_Instructions to follow_
Answer each question from the passage below about the writer's father.
(a) Near which islands was his ship when he found it so cold?
(b) What did he have to use to navigate long-distance travel by car?
(c) What subscription did he buy for the writer at age 11?

_Text segment_
My father was a military man in Uncle Sam’s segregated United States Navy in World War II. He was drafted so there was little choice in the matter. When my brother and I were children hanging around his feet, he never complained about that or anything else about that time, except when he described how cold it was when he was on that ship near the Aleutian Islands. I don’t doubt that it was plenty cold to a young man from East Texas…
After serving his time in the Navy to help secure freedom and peace for his country, my father returned to a segregated South where he had no right to vote, had to use The Green Book to navigate long distance travel by car, and could be refused service in restaurants and hotels, clothing stores and other establishments where he wasn’t wanted. And yet, he taught me to pledge allegiance to the U.S. flag and to sing the national anthem at the beginning of sporting events, and he bought me a subscription to Reader’s Digest Condensed Books when I was 11-years-old because he believed that this was America and that I could do anything I was brave enough to imagine in these United States if I were smart enough to make it happen.

_Dataset excerpts_
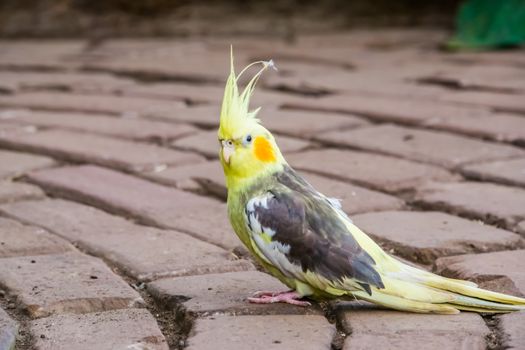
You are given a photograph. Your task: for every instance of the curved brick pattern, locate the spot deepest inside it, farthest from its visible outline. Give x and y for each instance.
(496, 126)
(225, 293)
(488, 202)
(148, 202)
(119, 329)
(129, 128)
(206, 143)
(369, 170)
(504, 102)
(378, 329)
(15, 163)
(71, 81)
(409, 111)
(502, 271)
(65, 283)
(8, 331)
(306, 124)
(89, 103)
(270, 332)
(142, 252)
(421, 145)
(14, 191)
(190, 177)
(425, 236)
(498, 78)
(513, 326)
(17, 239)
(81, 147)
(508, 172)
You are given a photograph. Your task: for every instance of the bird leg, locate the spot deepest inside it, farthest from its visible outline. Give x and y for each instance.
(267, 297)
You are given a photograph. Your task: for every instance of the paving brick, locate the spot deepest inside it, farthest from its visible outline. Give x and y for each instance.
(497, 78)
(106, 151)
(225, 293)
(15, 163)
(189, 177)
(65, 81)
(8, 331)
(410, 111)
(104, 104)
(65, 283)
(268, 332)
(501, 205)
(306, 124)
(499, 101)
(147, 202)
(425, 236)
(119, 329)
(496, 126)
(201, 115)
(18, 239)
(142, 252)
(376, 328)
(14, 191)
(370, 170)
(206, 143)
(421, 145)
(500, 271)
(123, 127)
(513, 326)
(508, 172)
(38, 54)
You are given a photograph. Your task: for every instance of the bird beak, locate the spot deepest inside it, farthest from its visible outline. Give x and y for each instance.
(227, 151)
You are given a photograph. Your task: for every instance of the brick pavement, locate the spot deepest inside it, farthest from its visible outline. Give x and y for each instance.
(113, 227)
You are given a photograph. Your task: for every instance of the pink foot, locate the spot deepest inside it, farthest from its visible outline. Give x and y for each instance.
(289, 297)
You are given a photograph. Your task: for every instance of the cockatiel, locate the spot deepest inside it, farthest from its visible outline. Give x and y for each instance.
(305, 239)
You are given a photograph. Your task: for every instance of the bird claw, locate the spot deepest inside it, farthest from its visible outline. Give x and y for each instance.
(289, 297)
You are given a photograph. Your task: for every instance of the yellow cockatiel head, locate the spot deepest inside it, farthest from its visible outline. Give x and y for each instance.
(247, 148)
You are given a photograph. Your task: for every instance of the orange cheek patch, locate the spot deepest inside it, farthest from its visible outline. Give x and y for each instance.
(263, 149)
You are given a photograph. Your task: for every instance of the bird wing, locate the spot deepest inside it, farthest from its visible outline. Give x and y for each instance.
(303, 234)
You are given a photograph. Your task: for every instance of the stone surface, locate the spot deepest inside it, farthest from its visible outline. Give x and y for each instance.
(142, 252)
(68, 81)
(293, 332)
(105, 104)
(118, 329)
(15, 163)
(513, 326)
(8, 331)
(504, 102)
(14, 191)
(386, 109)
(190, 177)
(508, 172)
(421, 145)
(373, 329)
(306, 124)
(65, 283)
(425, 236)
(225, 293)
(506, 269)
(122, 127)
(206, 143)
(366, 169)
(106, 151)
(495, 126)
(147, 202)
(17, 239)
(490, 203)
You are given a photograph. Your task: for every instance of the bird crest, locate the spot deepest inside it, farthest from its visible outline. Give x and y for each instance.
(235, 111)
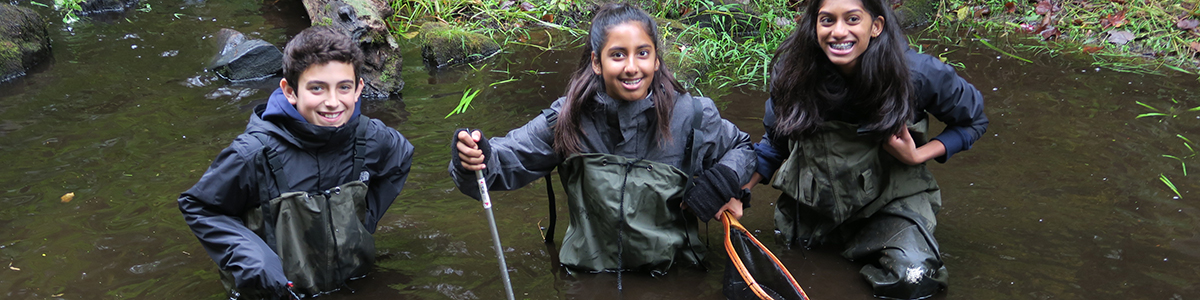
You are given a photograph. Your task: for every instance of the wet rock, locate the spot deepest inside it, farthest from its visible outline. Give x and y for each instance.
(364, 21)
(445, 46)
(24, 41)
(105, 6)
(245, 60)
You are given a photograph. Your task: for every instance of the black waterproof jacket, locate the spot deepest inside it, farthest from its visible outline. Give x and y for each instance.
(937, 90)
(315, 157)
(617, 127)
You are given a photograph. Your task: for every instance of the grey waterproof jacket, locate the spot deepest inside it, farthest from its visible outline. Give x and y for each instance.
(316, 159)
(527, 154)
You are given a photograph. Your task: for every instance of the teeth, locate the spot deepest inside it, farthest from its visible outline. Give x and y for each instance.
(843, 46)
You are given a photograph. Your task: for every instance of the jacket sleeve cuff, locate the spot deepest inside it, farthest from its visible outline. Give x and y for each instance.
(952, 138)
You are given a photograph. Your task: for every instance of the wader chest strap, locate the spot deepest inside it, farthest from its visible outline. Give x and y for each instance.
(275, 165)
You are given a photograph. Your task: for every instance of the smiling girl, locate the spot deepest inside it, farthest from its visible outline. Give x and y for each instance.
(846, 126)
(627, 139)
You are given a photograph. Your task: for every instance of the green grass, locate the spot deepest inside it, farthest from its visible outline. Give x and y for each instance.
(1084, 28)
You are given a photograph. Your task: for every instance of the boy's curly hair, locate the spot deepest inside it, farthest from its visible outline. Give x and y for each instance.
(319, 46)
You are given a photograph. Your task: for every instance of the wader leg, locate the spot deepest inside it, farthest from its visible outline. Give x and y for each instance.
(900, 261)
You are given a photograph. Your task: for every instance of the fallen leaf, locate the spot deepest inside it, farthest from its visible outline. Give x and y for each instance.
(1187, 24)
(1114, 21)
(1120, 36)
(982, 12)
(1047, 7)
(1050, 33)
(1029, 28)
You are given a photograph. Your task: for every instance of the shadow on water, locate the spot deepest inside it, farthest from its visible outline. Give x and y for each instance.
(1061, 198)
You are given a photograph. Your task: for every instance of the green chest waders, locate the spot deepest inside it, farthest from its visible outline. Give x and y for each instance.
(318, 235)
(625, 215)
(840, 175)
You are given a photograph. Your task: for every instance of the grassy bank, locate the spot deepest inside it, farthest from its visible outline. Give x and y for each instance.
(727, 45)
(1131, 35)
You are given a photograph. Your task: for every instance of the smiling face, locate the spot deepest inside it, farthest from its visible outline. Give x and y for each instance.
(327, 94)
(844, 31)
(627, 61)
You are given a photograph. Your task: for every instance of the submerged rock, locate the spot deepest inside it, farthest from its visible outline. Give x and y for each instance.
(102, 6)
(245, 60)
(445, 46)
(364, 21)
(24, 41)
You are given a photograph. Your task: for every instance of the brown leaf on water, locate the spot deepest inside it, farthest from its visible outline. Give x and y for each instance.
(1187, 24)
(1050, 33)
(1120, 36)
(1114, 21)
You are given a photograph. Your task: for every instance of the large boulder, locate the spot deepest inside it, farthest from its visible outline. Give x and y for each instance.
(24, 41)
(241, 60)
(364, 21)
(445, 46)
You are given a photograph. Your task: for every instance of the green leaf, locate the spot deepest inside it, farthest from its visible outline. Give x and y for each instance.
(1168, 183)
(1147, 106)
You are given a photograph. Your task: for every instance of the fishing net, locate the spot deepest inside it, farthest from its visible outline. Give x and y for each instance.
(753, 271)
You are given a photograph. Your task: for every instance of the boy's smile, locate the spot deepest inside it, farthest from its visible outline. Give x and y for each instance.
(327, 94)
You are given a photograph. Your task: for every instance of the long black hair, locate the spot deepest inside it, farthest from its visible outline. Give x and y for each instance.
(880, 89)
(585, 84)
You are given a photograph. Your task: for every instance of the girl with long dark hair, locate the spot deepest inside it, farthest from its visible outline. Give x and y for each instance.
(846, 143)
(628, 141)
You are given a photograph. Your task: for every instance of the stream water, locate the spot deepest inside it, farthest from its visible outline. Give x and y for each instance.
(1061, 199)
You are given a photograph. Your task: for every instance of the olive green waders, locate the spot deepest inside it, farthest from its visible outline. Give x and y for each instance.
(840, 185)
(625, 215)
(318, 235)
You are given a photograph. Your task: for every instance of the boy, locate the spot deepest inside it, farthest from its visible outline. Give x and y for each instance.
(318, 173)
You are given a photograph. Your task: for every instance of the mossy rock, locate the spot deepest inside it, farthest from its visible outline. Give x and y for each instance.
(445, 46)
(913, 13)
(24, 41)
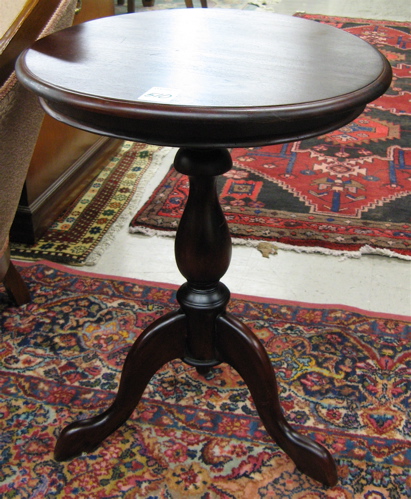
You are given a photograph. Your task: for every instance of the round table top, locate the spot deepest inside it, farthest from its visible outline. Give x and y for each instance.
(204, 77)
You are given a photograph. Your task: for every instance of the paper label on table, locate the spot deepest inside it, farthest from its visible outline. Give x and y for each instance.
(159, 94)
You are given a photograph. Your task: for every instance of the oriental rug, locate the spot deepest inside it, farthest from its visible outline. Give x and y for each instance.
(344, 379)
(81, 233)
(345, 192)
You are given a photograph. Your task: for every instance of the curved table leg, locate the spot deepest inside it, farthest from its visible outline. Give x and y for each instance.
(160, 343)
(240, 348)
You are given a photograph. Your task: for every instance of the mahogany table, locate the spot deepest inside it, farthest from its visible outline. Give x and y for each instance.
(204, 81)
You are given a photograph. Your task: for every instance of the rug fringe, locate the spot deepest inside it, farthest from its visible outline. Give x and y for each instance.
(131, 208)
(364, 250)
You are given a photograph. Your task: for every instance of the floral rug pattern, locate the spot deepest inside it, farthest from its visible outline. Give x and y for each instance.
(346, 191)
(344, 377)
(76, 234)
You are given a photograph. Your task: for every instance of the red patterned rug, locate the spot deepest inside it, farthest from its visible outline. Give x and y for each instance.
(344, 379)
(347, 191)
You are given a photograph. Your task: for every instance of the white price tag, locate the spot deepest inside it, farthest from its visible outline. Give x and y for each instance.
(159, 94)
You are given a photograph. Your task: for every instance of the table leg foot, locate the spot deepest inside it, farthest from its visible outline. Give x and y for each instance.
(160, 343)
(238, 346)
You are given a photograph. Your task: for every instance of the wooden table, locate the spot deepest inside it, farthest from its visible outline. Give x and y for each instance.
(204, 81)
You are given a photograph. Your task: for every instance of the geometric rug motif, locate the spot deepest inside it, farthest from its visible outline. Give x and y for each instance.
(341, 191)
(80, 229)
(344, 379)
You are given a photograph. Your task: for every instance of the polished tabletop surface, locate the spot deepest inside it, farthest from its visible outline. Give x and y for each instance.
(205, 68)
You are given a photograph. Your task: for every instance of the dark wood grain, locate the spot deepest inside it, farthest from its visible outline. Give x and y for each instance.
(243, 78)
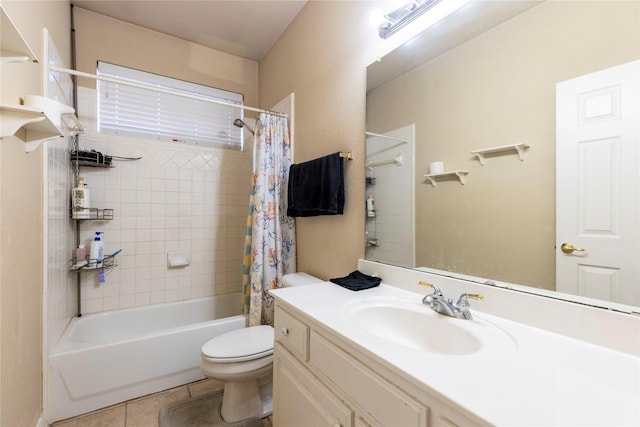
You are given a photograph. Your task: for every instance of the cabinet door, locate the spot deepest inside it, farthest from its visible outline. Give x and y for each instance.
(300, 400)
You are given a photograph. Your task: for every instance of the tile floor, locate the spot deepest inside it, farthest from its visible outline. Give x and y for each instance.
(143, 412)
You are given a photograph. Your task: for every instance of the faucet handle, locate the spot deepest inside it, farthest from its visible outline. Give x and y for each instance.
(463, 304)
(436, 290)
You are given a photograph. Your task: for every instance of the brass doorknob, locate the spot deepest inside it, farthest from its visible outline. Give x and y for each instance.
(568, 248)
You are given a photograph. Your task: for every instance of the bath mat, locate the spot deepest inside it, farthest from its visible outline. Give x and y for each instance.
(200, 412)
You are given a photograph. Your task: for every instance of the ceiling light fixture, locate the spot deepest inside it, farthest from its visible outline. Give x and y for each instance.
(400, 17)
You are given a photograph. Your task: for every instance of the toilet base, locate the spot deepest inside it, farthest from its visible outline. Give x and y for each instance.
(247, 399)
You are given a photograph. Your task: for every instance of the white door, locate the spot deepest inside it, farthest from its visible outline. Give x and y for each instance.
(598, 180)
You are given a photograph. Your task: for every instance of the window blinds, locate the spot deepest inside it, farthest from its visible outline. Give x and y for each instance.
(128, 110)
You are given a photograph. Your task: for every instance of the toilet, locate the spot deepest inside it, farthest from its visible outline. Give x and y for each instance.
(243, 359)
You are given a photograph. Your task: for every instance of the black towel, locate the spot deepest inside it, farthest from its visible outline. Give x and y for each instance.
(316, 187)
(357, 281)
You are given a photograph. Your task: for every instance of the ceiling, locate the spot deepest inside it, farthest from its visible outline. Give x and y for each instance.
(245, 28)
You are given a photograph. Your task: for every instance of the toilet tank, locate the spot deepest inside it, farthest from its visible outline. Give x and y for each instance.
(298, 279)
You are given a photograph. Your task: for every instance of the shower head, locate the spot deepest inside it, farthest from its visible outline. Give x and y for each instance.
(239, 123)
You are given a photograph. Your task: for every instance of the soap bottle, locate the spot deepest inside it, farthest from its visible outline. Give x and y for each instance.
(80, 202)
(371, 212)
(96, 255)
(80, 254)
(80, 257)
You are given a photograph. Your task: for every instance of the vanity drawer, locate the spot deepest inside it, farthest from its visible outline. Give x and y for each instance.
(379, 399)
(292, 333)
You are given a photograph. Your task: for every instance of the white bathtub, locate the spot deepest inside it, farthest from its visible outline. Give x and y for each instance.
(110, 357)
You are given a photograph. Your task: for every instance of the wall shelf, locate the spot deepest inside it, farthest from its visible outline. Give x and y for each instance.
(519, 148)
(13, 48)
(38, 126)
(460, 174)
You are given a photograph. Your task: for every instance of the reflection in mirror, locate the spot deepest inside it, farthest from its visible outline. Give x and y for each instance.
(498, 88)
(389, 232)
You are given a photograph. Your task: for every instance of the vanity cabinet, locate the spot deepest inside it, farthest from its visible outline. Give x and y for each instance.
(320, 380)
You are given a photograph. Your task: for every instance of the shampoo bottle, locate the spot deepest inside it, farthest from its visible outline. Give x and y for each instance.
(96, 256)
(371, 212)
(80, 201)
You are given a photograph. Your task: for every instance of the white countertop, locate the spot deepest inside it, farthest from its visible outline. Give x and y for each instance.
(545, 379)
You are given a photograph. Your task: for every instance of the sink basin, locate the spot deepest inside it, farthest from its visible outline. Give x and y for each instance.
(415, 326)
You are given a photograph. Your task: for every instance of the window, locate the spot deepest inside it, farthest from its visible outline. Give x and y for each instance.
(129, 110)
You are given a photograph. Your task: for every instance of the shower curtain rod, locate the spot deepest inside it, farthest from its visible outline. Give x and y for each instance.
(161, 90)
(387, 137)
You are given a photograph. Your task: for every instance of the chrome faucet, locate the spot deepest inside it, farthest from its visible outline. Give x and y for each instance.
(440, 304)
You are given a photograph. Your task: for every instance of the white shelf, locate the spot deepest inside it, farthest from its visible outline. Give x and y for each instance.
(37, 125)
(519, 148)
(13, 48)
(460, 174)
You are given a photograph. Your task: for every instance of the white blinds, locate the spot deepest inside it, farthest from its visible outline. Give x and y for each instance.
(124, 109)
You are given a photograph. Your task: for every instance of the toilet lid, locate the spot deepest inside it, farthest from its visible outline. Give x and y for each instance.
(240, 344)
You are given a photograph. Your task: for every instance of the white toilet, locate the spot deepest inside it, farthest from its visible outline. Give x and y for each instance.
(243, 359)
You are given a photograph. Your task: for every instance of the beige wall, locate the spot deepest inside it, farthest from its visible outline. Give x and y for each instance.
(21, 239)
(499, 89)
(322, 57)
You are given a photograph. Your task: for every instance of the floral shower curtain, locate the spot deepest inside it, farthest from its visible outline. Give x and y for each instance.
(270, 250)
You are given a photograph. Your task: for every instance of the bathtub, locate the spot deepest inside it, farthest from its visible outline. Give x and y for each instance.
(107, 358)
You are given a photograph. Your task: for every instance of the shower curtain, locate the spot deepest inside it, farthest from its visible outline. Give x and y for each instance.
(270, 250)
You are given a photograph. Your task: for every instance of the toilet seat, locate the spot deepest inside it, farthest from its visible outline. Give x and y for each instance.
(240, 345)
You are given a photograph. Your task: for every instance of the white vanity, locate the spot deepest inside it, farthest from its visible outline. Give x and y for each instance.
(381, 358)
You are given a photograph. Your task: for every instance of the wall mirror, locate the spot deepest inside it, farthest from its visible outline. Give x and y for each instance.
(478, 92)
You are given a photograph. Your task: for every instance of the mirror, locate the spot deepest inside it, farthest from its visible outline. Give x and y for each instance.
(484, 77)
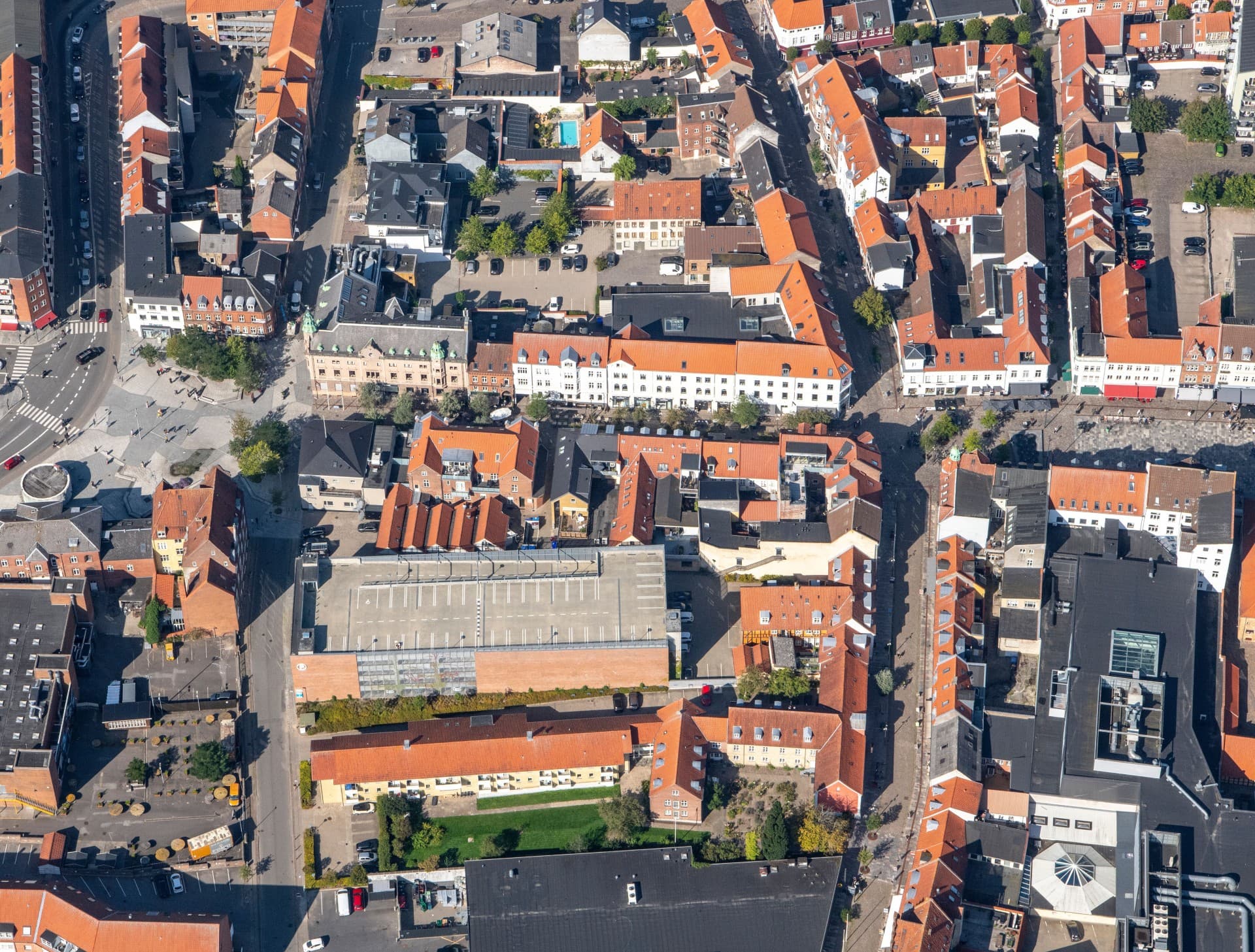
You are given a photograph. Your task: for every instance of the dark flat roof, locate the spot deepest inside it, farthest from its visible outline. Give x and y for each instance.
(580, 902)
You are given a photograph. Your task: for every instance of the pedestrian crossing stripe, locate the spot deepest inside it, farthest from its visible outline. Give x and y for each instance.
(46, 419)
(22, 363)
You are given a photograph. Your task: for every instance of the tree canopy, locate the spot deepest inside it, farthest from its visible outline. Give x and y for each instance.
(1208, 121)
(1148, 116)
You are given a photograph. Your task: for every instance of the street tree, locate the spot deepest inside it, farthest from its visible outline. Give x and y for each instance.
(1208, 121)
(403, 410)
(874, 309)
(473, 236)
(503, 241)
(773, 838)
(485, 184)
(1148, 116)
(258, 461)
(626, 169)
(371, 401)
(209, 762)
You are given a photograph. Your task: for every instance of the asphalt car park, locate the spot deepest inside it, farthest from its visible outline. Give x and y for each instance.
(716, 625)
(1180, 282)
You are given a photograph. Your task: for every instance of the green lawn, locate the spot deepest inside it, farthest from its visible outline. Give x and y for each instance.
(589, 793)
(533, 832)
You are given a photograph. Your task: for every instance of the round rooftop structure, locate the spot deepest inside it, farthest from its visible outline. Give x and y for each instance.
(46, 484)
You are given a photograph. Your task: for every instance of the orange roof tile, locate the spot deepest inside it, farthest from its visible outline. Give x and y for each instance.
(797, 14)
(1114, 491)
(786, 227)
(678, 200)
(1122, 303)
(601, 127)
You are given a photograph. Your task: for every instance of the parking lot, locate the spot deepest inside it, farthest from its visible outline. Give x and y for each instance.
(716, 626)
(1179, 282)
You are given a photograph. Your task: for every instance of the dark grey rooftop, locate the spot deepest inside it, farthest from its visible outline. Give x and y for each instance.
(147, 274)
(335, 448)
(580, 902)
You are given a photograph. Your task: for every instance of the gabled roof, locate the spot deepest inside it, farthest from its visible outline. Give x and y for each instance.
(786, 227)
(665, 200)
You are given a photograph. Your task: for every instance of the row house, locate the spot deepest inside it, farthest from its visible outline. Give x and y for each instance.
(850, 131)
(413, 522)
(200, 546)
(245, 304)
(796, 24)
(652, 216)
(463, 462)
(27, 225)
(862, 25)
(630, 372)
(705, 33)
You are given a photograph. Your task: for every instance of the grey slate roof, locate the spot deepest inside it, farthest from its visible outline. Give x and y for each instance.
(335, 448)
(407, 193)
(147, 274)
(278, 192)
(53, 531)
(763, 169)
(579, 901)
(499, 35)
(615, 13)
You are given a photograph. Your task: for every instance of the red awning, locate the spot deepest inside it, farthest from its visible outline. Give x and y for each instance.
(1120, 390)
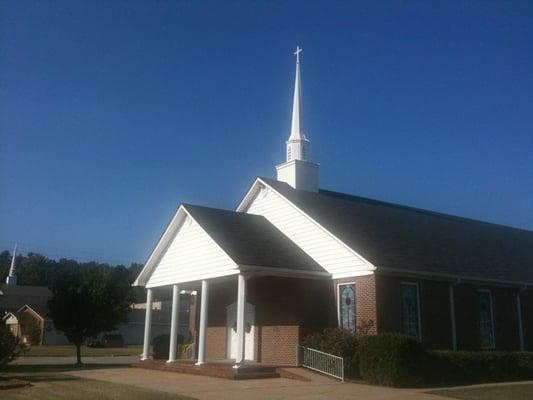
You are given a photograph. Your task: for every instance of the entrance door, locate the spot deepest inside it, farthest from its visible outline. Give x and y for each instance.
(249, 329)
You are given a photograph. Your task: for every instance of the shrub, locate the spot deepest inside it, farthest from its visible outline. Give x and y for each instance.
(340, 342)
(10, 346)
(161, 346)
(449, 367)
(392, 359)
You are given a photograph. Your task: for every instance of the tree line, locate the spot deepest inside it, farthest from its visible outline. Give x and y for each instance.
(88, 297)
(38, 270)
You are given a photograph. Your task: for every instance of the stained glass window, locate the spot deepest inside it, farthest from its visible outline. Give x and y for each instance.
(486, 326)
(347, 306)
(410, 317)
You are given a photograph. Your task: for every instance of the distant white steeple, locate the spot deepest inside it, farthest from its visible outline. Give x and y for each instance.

_Response to the exercise_
(a) The Aleutian Islands
(b) The Green Book
(c) A subscription to Reader's Digest Condensed Books